• SUPPLIED DATA:

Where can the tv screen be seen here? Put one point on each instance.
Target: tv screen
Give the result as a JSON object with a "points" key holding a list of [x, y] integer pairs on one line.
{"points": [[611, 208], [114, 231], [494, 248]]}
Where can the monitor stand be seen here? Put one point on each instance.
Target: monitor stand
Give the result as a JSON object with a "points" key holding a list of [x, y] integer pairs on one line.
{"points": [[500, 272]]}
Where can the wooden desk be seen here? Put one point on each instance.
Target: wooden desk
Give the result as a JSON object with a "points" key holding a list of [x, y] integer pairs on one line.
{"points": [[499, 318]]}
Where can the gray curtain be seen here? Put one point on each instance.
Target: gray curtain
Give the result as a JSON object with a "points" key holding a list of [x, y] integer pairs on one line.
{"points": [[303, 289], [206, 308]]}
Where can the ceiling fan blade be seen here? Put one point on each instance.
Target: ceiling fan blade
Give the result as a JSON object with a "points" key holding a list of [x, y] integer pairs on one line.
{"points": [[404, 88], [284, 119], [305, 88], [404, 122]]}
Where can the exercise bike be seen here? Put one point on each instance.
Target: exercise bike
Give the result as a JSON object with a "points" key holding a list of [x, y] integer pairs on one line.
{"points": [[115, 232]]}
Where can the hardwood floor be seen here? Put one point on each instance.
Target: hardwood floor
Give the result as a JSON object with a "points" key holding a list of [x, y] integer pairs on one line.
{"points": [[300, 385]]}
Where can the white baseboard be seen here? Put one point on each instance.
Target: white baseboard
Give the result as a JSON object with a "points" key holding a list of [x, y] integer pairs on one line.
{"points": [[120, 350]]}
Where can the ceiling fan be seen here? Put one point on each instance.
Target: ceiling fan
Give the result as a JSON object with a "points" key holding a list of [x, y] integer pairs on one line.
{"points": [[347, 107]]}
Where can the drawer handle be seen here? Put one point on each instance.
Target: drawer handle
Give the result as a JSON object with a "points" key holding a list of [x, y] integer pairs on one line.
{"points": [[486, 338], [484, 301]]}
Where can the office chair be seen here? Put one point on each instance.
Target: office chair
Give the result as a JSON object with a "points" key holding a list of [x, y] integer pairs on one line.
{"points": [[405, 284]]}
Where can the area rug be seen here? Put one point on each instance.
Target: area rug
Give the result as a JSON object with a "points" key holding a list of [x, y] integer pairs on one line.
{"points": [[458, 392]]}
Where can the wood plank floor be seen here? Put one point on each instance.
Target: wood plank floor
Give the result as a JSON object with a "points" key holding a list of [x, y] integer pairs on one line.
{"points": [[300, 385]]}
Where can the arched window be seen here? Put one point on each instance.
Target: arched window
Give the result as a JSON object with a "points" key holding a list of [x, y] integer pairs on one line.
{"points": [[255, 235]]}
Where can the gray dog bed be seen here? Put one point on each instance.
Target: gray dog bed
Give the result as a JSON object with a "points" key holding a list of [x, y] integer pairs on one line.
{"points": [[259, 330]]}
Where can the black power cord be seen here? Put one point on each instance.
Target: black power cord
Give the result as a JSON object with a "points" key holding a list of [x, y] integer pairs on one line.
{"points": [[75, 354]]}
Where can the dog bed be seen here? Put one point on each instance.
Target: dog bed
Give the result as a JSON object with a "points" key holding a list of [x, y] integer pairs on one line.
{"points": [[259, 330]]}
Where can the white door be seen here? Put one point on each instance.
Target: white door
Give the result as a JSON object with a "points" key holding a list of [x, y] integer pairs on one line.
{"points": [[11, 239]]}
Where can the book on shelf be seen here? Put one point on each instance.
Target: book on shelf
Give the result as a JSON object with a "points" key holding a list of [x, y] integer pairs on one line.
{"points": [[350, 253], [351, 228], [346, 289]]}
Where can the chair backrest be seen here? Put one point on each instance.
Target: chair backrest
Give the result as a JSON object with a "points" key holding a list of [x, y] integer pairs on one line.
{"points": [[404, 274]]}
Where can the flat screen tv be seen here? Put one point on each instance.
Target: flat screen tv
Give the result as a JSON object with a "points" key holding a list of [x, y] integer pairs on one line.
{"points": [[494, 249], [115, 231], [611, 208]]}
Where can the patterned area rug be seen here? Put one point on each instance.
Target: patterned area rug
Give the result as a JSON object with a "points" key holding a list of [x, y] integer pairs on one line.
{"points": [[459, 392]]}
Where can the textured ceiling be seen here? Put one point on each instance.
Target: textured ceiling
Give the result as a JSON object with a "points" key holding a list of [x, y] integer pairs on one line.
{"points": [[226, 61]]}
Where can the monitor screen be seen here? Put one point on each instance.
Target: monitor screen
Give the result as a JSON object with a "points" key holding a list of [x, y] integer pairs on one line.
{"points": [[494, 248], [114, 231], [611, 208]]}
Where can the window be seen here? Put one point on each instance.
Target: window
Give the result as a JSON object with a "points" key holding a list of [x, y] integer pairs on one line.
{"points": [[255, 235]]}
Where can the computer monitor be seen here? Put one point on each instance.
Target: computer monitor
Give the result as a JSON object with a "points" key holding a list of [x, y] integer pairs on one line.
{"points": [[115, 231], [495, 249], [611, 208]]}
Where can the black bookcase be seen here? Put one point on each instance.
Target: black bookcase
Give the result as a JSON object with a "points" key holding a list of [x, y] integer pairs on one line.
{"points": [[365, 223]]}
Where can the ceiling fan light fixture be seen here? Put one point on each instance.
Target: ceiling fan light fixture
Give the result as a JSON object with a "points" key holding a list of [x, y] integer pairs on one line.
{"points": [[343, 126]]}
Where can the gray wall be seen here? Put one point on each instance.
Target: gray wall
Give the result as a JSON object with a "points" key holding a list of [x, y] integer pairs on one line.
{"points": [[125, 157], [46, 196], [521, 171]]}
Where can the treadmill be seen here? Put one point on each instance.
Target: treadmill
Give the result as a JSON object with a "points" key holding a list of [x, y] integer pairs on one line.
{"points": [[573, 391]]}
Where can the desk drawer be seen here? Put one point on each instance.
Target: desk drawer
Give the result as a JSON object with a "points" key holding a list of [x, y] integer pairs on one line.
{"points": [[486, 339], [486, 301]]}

• YOUR OBJECTIVE: Reproduce all of the items above verbatim, from the first through the last, without changing any character.

• OUTPUT OF THE EXERCISE:
Where can the tv screen be seen here? Put one point on each instance.
Target: tv screen
Give the result as a JSON object with a "points" key holding a list of [x, y] integer pairs on one line.
{"points": [[611, 208], [114, 231], [494, 248]]}
Where can the monitor stand be seen here? Put one point on each instance.
Target: monitor stand
Give the result as a JSON object with a "points" key holding a list of [x, y] integer pairs on one line.
{"points": [[500, 272]]}
Where can the wooden desk be seen here? Put one point on each instance.
Target: wooden desk
Give the result as a JSON object with a "points" key holding a list of [x, y] integer pairs on one line.
{"points": [[499, 318]]}
Where can the gray curtain be seen here? Put one point on each instance.
Target: gray curtain
Give the result as a JSON object with a "points" key holding a list of [x, y] integer pairs on one line.
{"points": [[303, 289], [206, 308]]}
Where can the ceiling fan blade be seen here? Put one point on each instance.
Target: ceiling fan blade
Give the result as a JSON object with a "points" key holding a list of [x, y] integer pairs on one line.
{"points": [[404, 88], [284, 119], [305, 88], [404, 122]]}
Where can the exercise bike be seen here? Put one point on each instance.
Target: exercise bike
Give the result as a JSON object with a "points" key holding a list of [x, y] integer pairs on one line.
{"points": [[115, 232]]}
Where can the hardwood floor be seen here? Put one point on each instance.
Target: hardwood floor
Give the result as a JSON object with a "points" key holding a list of [x, y] integer pairs on one line.
{"points": [[300, 385]]}
Where can the white baseboard be seen here? Put one point on each instance.
Target: white baseboard
Give the result as a JSON object with a "points" key holding a list of [x, y] integer pairs on one line.
{"points": [[120, 350]]}
Where can the ceiling fan be seen here? Put one point on each instance.
Target: ceiling fan
Give the result as a JSON object with a "points" key holding a list of [x, y] integer pairs on one line.
{"points": [[347, 107]]}
Where can the drawer handle be seen here? Put one point on each instance.
Target: drawer handle
Give the result as a JSON object with a "points" key holding a list of [x, y] integer pairs on one line.
{"points": [[486, 338], [484, 301]]}
Where can the office chair be seen here? Put one point on each instance.
Target: office chair
Give the result as a JSON object with a "points" key holding a list of [x, y] integer pairs on one line.
{"points": [[405, 284]]}
Where can the area rug be seen here? Put one point on each instance.
Target: area rug
Give the result as a JSON object with a "points" key holding a list of [x, y] integer pairs on one line.
{"points": [[458, 392]]}
Where can the wood plank floor be seen here? Put one point on each instance.
Target: wood plank floor
Give the result as a JSON object with a "points" key holding a list of [x, y] integer pairs on one line.
{"points": [[300, 385]]}
Where can the arched window be seen here? Put one point on each instance.
Target: arched window
Give the result as a JSON object with a "points" key holding a list of [x, y] integer pairs on one line.
{"points": [[255, 235]]}
Where can the gray dog bed be seen here? Put one point on each instance.
Target: gray dog bed
Give the result as a JSON object with a "points" key holding a list of [x, y] integer pairs on one line.
{"points": [[259, 330]]}
Where can the black power cord be seen here? Put one point on each instance.
Target: black power cord
Give the result as a JSON object with a "points" key holding a list of [x, y] integer pairs on one line.
{"points": [[75, 354]]}
Where can the dog bed be seen here? Put one point on each instance.
Target: dog bed
Give the result as a JSON object with a "points" key holding a list of [x, y] integer pairs on one line.
{"points": [[259, 330]]}
Where can the white door be seen here? Put one point on each instance.
Target: white door
Give the result as a JSON object with a "points" key holding a list of [x, y] integer pairs on one line.
{"points": [[11, 239]]}
Where can the book on shelf be seen here? Put one point on each instance.
Target: book on shelf
Give the result as a JSON object with a "points" key holding a list of [x, y] integer pairs on one line.
{"points": [[350, 253], [351, 228], [346, 289]]}
Where can the chair backrest be seen here? Put one point on each instance.
Target: chair backrest
Give the result as a JSON object with a "points" key holding a list of [x, y] integer pairs on one line.
{"points": [[404, 274]]}
Where can the flat screen tv be seen here? Put one point on each instance.
Target: flat screen tv
Give the result as a JSON object with a "points" key holding a list of [x, y] integer pairs on one line.
{"points": [[494, 249], [115, 231], [611, 208]]}
Where can the patterned area rug be seen here? Put one point on each instance.
Target: patterned area rug
Give the result as a JSON object with a "points" key holding a list of [x, y] integer pairs on one line.
{"points": [[459, 392]]}
Where can the textured ceiling be seen here? Put one point on each instance.
Target: textured ceiling
Give the result as a JSON object with a "points" key holding a list of [x, y] integer pairs on one line.
{"points": [[226, 61]]}
Where can the monitor screen be seen here? Put one point on each instance.
Target: monitor screen
Give the result as a JSON object with a "points" key holding a list of [x, y] integer pairs on one line.
{"points": [[494, 248], [114, 231], [611, 208]]}
Where can the window be seen here? Put one point on each instance.
Target: window
Give the result as a JSON object with a "points" key holding a list of [x, y] integer pairs on one line.
{"points": [[255, 235]]}
Where can the computer monitor be seen here? Put one point on each instance.
Target: computer monitor
Give the result as a JSON object with a "points" key holding a list of [x, y] integer pairs on one line.
{"points": [[115, 231], [495, 249], [611, 208]]}
Where can the black bookcase be seen here? Put one point on each instance.
Target: black bookcase
Give the result as a JSON object with a "points" key holding a list of [x, y] integer pairs on one line.
{"points": [[365, 223]]}
Where can the ceiling fan light fixture be seen here? Put one point on each instance.
Target: ceiling fan light fixture
Give the result as a JSON object with a "points" key holding a list of [x, y] integer pairs on one line.
{"points": [[343, 126]]}
Where can the gray wall be seen here? Put one point on each instance.
Target: gray wall
Give the result as a JSON object with a "points" key holding a list of [x, y] integer pairs on one line.
{"points": [[125, 157], [46, 196], [521, 171]]}
Where can the treadmill be seen here? Put one point on each instance.
Target: treadmill
Give the result as a JSON object with a "points" key holding a list of [x, y] integer pairs on one line.
{"points": [[573, 391]]}
Where can the desk drawer be seen here? Put one point on each instance.
Target: desk drawer
Give the result as a JSON object with a "points" key holding a list of [x, y] integer pairs on one line.
{"points": [[486, 339], [486, 301]]}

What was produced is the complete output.